Records drawn from a dataset

**********

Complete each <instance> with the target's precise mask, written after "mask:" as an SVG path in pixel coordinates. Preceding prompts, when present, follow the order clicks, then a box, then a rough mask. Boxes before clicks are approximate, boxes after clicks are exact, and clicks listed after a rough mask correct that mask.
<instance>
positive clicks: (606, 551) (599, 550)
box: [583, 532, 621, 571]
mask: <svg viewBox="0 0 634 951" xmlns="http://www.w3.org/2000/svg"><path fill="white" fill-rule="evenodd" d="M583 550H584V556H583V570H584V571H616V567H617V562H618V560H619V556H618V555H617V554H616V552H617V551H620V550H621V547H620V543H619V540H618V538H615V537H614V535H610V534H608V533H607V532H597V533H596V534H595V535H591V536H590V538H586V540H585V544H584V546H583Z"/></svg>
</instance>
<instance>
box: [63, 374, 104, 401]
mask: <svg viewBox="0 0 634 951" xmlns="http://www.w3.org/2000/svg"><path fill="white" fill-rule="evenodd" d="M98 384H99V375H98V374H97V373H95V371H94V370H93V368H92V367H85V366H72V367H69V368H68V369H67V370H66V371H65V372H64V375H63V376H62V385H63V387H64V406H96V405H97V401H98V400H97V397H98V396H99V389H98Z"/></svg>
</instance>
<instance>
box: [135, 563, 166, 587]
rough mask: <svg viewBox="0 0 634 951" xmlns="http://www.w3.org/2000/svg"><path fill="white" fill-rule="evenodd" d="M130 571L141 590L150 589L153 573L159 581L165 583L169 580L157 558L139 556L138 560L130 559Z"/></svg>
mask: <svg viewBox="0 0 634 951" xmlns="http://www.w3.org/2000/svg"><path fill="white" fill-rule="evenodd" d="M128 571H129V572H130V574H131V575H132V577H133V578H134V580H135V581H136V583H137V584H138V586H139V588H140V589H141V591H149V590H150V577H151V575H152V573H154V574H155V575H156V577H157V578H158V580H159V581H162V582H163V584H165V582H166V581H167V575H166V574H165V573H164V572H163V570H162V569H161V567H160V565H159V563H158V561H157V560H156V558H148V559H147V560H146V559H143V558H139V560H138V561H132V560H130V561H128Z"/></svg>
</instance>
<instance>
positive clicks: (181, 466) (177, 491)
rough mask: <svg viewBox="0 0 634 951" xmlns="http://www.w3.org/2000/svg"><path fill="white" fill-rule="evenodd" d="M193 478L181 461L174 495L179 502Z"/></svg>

**********

DESCRIPTION OF THE TASK:
Each record above is to be given again without any change to its wording.

YOUR SOLUTION:
Complete each <instance> with the target's precise mask, written after "mask:" as an SVG path in pixel coordinates. Preceding prompts, when present, follow the order clicks, then a box, then a rough mask. Boxes before clicks are approximate, boxes after clicks are exact, and clicks listed after a rough mask correct that mask.
<instance>
positive clicks: (606, 551) (599, 550)
box: [583, 532, 621, 571]
mask: <svg viewBox="0 0 634 951" xmlns="http://www.w3.org/2000/svg"><path fill="white" fill-rule="evenodd" d="M583 550H584V556H583V570H584V571H616V567H617V562H618V560H619V556H618V555H617V554H616V552H617V551H620V550H621V547H620V543H619V540H618V538H615V537H614V535H610V534H608V533H607V532H597V533H596V534H595V535H591V536H590V538H586V540H585V544H584V546H583Z"/></svg>
</instance>
<instance>
box: [63, 374, 104, 401]
mask: <svg viewBox="0 0 634 951" xmlns="http://www.w3.org/2000/svg"><path fill="white" fill-rule="evenodd" d="M98 384H99V375H98V374H97V373H95V371H94V370H93V368H92V367H85V366H72V367H69V368H68V369H67V370H66V371H65V372H64V375H63V376H62V385H63V387H64V406H96V405H97V401H98V400H97V397H98V396H99V389H98Z"/></svg>
</instance>
<instance>
box: [135, 563, 166, 587]
rough mask: <svg viewBox="0 0 634 951" xmlns="http://www.w3.org/2000/svg"><path fill="white" fill-rule="evenodd" d="M130 571L141 590L150 589L153 573L159 581L165 583L169 580L157 558L139 556L138 560L130 559Z"/></svg>
mask: <svg viewBox="0 0 634 951" xmlns="http://www.w3.org/2000/svg"><path fill="white" fill-rule="evenodd" d="M128 571H129V572H130V574H131V575H132V577H133V578H134V580H135V581H136V583H137V584H138V586H139V588H140V589H141V591H149V590H150V577H151V575H152V573H154V574H155V575H156V577H157V578H158V580H159V581H162V582H163V584H165V582H166V581H167V575H166V574H165V573H164V572H163V570H162V569H161V567H160V565H159V563H158V561H157V560H156V558H148V559H147V560H146V559H143V558H139V560H138V561H132V560H130V561H128Z"/></svg>
</instance>
<instance>
positive clicks: (181, 466) (177, 491)
rough mask: <svg viewBox="0 0 634 951" xmlns="http://www.w3.org/2000/svg"><path fill="white" fill-rule="evenodd" d="M193 478L181 461L174 495L179 502Z"/></svg>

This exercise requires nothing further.